____ DOCUMENT PASSAGE

He is also, it turns out, an existential question.

Rafael Benítez, one of Mitrovic’s long line of former managers, has been considering the conundrum of his former protégé for about 15 minutes when he hits upon it. “There is a saying in Spain,” said Benítez, a man never short of an aphorism. “It is better to be the mouse’s head than the lion’s tail.”

What Mitrovic must decide, Benítez said, is whether that is enough for him.

Few players present quite such a distinct dichotomy as Mitrovic. In alternating years as his club, Fulham, has yo-yoed in and out of the Premier League every year since 2018, the 27-year-old forward has at times been one of the most ruthless finishers in European soccer, an implacable goal-scoring machine, and at others a stalled engine, a dulled blade, ineffective and anonymous.

The difference, of course, is the division where he finds himself. In the second-tier Championship, Mitrovic’s record is peerless. He averages a goal every 117 minutes. He is already 12th on the division’s all-time scoring list. Last year, he made 44 appearances and scored 43 goals. Nobody has ever scored more goals in a single Championship season. The previous record was 31.

________
____ SUPPLIED MATERIAL

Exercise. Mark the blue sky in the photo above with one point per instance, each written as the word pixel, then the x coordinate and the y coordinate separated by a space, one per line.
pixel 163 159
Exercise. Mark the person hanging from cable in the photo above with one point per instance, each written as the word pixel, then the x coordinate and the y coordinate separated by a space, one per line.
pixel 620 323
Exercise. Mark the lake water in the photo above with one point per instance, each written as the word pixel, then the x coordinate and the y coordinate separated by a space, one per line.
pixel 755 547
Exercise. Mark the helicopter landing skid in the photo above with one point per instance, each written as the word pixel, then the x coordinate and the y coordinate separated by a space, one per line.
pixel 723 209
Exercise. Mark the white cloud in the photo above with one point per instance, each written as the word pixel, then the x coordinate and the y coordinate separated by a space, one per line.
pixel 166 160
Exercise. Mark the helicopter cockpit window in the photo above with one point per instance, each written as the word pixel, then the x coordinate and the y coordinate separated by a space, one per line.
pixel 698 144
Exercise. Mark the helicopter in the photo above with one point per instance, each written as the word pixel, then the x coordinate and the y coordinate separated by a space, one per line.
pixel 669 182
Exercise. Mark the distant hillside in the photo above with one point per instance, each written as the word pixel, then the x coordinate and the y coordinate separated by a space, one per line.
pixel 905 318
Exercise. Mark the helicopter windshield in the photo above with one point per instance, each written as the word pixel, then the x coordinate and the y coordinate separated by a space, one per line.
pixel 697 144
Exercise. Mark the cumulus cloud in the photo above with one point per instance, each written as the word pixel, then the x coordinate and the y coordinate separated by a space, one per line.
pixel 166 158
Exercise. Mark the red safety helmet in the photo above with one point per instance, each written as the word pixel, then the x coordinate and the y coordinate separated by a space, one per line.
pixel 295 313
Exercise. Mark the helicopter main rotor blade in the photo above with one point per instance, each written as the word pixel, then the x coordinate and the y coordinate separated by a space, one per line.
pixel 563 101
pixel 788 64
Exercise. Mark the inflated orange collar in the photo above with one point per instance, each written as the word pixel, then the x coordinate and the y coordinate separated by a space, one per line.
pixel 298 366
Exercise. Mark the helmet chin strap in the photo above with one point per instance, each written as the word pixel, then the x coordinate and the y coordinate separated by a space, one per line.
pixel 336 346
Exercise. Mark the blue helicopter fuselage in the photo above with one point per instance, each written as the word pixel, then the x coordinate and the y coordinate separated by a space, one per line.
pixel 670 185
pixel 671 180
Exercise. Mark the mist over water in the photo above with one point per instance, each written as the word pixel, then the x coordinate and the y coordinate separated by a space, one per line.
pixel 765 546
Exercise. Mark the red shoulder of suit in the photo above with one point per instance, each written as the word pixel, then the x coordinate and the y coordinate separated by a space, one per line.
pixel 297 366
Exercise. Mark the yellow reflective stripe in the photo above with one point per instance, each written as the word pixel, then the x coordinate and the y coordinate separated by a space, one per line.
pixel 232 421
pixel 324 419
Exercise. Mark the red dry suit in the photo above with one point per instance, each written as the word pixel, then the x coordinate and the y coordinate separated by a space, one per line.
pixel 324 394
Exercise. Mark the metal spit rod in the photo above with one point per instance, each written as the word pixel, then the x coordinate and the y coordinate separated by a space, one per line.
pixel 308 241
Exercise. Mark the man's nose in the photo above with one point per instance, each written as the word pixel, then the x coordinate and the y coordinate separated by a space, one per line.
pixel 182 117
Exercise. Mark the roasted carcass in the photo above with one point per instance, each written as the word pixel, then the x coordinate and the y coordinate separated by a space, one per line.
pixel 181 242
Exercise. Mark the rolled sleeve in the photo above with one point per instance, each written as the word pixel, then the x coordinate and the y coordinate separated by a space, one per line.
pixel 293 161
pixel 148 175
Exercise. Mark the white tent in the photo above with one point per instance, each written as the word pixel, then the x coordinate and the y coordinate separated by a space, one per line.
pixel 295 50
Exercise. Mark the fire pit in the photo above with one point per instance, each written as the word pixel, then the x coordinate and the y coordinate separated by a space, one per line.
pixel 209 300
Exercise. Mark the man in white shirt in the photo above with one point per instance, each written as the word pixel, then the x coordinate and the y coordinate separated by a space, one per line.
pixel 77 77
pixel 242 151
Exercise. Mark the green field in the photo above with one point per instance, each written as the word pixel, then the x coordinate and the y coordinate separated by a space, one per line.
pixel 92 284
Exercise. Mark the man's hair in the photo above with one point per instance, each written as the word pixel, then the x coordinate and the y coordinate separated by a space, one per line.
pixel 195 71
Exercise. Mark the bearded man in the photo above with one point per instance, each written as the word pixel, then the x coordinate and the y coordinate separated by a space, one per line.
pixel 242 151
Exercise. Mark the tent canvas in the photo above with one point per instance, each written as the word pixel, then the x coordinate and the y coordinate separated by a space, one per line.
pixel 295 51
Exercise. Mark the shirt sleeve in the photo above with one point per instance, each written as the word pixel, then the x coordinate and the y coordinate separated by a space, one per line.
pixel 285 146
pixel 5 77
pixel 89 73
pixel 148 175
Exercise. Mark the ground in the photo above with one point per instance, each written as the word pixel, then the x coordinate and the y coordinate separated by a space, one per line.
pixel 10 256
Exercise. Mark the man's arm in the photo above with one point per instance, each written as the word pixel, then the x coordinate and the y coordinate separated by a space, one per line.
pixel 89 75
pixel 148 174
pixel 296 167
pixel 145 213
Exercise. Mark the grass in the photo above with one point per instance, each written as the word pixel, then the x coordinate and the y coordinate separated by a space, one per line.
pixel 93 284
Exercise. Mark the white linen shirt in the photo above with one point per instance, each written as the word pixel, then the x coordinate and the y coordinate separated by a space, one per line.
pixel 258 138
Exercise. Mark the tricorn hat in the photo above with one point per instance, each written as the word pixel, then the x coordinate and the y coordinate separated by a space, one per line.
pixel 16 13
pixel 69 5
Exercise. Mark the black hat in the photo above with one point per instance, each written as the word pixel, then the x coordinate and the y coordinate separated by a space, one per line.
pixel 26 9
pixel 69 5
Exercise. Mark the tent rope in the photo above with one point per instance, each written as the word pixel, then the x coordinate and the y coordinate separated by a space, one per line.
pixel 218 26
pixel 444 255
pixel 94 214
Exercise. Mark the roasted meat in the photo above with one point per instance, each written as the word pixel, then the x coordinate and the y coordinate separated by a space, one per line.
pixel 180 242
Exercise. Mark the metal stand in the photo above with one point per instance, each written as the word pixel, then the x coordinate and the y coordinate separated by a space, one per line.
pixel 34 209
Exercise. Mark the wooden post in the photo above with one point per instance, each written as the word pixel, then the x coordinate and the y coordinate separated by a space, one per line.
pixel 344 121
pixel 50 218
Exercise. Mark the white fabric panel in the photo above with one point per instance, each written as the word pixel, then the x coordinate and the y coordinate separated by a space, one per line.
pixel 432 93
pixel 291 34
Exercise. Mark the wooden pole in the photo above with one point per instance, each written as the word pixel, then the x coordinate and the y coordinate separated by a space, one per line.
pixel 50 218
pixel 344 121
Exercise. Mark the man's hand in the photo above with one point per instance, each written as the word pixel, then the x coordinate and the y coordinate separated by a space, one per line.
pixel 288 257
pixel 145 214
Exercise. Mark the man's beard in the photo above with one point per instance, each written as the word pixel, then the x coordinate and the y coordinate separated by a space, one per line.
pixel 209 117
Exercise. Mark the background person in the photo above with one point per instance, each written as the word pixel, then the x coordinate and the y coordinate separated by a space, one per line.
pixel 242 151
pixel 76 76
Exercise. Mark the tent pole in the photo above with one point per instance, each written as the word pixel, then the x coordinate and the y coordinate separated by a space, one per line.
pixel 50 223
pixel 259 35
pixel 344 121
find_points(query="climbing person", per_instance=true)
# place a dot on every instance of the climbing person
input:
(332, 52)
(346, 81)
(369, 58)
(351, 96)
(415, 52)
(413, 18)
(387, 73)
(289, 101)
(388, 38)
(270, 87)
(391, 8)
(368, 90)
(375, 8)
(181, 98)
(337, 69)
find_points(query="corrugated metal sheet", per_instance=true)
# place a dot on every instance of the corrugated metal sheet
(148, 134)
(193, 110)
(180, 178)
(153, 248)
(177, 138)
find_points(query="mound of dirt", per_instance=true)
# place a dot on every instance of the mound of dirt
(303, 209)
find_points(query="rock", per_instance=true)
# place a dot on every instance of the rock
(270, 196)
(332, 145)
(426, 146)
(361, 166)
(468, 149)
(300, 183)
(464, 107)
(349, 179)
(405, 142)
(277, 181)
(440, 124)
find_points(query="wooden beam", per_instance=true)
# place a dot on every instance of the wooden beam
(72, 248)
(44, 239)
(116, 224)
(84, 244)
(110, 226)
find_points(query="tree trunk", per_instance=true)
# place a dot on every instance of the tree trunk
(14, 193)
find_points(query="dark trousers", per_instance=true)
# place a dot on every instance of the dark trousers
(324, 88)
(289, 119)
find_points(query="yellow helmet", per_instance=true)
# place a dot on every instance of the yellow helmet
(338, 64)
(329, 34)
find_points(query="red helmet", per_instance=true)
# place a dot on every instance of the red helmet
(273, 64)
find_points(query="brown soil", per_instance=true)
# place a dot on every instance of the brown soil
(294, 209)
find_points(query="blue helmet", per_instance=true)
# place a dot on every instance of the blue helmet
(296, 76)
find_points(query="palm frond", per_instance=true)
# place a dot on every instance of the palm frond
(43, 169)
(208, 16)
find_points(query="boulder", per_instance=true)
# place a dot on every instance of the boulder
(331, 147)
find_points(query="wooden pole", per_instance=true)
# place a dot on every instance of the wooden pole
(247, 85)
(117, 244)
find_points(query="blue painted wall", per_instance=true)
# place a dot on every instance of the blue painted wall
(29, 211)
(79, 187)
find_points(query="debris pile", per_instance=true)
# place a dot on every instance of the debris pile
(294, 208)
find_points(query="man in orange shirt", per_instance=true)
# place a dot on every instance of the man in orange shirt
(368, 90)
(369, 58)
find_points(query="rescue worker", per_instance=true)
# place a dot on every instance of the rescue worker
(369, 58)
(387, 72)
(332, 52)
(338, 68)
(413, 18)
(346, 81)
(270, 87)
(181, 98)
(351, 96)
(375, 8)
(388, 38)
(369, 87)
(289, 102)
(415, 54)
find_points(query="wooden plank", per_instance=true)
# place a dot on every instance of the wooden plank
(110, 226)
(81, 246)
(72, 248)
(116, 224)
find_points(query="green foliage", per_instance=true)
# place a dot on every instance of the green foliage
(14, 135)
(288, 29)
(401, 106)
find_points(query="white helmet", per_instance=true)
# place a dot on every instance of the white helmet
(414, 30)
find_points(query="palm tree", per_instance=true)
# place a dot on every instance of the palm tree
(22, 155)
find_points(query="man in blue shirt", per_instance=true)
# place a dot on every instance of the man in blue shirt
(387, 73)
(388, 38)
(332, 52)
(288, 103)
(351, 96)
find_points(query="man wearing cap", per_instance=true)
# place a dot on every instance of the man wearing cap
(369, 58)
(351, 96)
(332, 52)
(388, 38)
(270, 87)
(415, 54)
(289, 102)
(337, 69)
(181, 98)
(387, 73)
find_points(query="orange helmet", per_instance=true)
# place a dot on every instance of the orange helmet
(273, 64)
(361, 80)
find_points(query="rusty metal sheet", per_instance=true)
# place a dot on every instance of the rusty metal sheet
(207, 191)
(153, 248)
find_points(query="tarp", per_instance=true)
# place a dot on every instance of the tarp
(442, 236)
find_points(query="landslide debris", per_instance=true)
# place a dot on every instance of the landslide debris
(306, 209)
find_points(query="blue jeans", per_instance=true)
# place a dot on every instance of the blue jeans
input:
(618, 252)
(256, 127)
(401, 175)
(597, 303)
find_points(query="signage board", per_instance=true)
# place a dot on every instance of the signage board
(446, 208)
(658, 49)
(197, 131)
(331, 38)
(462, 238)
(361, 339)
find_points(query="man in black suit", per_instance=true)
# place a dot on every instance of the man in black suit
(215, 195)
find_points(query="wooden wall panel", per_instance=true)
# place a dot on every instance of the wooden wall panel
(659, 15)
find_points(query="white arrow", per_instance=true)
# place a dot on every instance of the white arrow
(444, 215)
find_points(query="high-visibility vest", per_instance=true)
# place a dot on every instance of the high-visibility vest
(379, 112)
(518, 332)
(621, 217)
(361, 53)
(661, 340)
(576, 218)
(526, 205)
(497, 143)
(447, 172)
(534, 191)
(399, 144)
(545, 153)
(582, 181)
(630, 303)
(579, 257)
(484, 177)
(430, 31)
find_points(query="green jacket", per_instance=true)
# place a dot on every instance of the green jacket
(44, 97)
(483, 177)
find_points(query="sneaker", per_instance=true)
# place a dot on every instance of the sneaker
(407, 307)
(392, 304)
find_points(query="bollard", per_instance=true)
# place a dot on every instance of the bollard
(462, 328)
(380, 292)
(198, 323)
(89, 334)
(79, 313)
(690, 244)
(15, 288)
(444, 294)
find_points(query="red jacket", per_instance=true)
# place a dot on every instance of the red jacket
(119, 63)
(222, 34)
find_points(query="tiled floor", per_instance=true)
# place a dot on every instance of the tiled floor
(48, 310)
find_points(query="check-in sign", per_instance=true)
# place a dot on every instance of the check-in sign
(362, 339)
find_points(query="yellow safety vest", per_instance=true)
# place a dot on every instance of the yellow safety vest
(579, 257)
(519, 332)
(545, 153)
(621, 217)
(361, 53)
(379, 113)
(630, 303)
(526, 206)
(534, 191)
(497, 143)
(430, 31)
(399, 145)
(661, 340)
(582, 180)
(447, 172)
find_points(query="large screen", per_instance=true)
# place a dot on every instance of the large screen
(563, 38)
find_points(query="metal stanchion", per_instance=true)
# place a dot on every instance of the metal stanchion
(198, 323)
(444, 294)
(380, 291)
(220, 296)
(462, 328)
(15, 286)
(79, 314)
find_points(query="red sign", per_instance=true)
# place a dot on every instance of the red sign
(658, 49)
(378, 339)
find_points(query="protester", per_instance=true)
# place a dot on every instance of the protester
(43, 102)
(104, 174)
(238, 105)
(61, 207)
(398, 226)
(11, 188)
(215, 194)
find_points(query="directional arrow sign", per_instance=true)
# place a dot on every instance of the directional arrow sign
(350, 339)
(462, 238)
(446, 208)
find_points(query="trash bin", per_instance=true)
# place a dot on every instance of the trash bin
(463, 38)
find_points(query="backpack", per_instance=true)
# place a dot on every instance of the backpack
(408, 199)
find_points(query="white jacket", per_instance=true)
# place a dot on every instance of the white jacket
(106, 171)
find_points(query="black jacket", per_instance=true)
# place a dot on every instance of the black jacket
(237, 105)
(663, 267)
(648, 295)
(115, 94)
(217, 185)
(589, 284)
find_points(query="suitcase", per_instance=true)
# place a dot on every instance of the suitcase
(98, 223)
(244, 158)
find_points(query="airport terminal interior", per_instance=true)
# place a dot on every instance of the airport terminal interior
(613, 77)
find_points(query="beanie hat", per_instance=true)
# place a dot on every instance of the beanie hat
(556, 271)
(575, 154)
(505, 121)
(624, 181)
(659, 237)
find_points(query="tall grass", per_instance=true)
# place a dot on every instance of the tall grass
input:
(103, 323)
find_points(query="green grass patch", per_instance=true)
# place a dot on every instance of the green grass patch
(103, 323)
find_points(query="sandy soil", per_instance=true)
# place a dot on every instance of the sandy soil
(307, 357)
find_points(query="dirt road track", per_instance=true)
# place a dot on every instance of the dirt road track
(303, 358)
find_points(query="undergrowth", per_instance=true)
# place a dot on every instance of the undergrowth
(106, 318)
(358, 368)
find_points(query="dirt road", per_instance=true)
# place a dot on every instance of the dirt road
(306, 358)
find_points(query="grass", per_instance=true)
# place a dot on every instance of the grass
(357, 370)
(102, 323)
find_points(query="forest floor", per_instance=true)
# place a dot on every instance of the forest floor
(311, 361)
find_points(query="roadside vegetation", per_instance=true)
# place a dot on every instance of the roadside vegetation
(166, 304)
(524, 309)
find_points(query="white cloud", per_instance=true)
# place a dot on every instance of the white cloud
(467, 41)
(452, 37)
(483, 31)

________

BRIEF 1: Count the lines in the records that contain the string "wall", treating uppercase and lowercase as different, and reply with the number alone.
BRIEF 2: Carry on the passage about Mitrovic from the point where it stops.
The passage about Mitrovic and the records are unrelated pieces of material.

TASK OUTPUT 1: 4

TASK OUTPUT 2:
That his output should diminish in the Premier League, where Fulham will return yet again this season, is hardly a surprise. He will, after all, be facing a higher caliber of defender, and Fulham, a cruiserweight sort of a club, will struggle to craft quite so many chances for him. It is natural, then, that Mitrovic should struggle to score quite so many goals: 11 goals in his first top-flight season at Fulham, and only three in his last.

What is noteworthy, though, is the scale of the drop-off. By the time Fulham was last relegated, in 2021, Mitrovic was only a fleeting part of the team. A player who was far too good for the Championship appeared to be not good enough at all for the Premier League.

He is not the only one caught in that same quandary. Mitrovic is, instead, simply the starkest illustration of a dilemma facing a swath of players and, increasingly, a select cadre of clubs, including Fulham. They represent possibly the most pressing issue facing English soccer on the dawn of a new Premier League season: the teams that find themselves lost somewhere between the mouse’s head and the lion’s tail.

Rick Parry has stopped using the term “parachute payments.” That might have been how they were designed — a way to cushion the economic blow for teams descending from the Premier League and landing in the Championship, a safety net for the loss of the vast television income guaranteed by the former — but it no longer captures their impact.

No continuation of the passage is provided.